**EXCERPTED TEXT**
-- Begin --

Zsh Mailing List Archive
Messages sorted by:
Reverse Date,
Date,
Thread,
Author
Re: $pipestatus broken?
On Dec 10, 1:48pm, Frank Terbeck wrote:
} Subject: Re: $pipestatus broken?
}
} You can actually dumb this down to:
}
} [snip]
} : | while read a; do
} :
} done
} print "${pipestatus[@]}"
} [snap]
}
} It (pipestatus just containing a single "1") seems to happen less
} frequently with this simpler loop, but still in the range of 5% of the
} invocations on my machine.
With that loop, I get a single "1" 100% of the time unless I attach to
the process with GDB, in which case it becomes random.

-- End --

**SET TASK 1**
Which options does the mailing list page offer for sorting its messages?

**EXERCISE INPUTS**
-- Begin --

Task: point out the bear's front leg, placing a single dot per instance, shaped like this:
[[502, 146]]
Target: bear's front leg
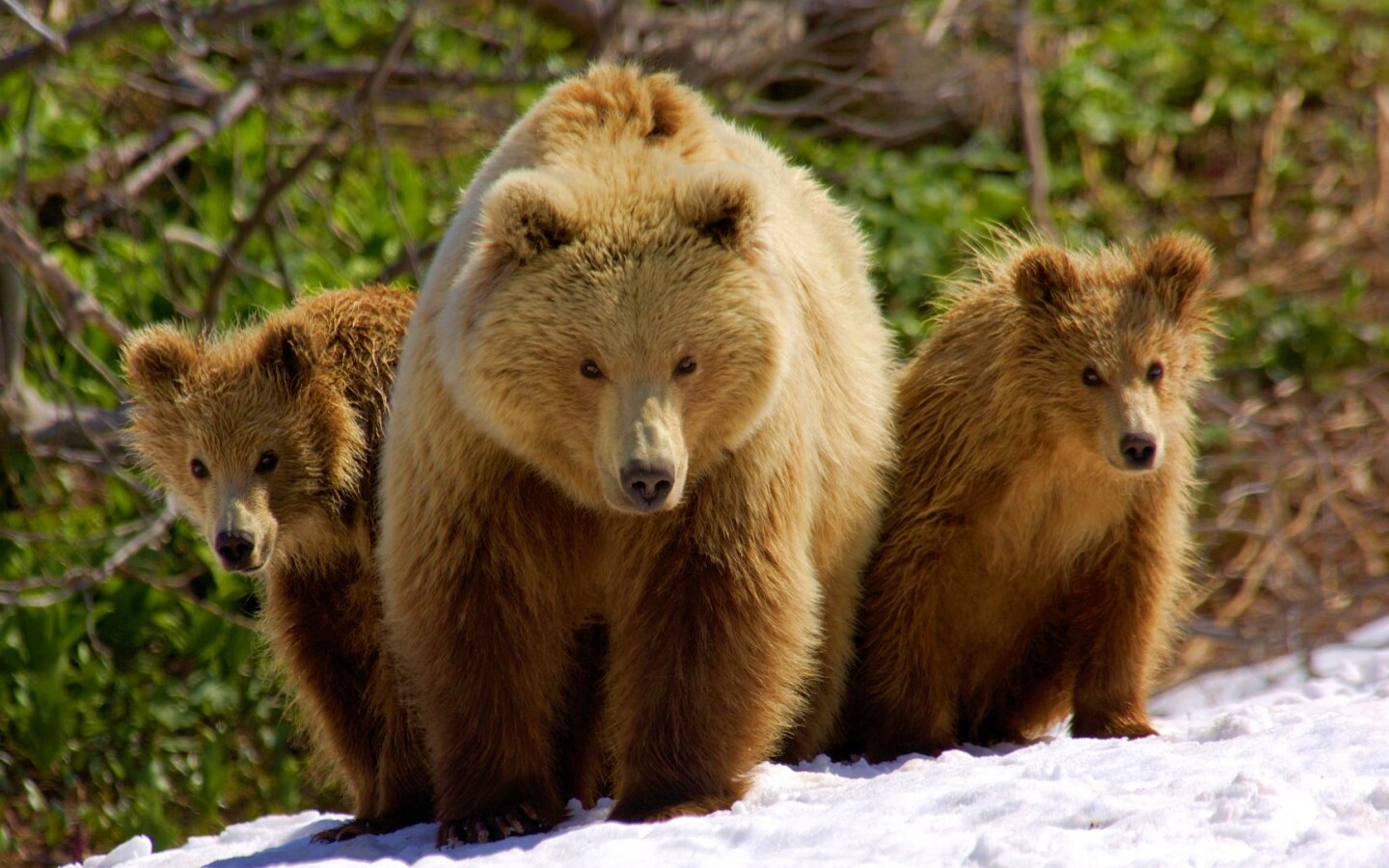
[[477, 628], [1116, 631], [709, 663]]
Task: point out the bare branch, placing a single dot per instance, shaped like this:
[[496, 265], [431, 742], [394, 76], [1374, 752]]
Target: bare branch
[[1034, 136], [135, 14], [79, 581], [76, 305], [35, 24], [315, 149]]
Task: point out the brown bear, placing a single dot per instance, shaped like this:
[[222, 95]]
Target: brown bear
[[1035, 548], [270, 438], [647, 387]]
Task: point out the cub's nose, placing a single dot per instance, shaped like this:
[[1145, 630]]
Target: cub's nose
[[646, 486], [1139, 450], [235, 549]]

-- End --

**SET TASK 2**
Rewrite the records as a Markdown table with the columns Row and Record line, starting at the line containing "Task: point out the bare" and running through the last line of the records. Leave out any blank lines.

**RIGHT ANSWER 1**
Reverse Date, Date, Thread, Author

**RIGHT ANSWER 2**
| Row | Record line |
|---|---|
| 1 | Task: point out the bare branch, placing a single dot per instance, shaped like this: |
| 2 | [[496, 265], [431, 742], [394, 76], [1374, 752]] |
| 3 | Target: bare branch |
| 4 | [[1034, 136], [135, 14], [79, 581], [76, 305], [35, 24], [315, 149]] |
| 5 | Task: point out the brown bear, placing a single dot per instance, shaped like this: |
| 6 | [[222, 95]] |
| 7 | Target: brown bear |
| 8 | [[1035, 548], [270, 438], [647, 387]] |
| 9 | Task: point out the cub's nose, placing a single dot per instance, shaped like this: |
| 10 | [[1145, 630]] |
| 11 | Target: cub's nose |
| 12 | [[646, 486], [1139, 450], [235, 549]] |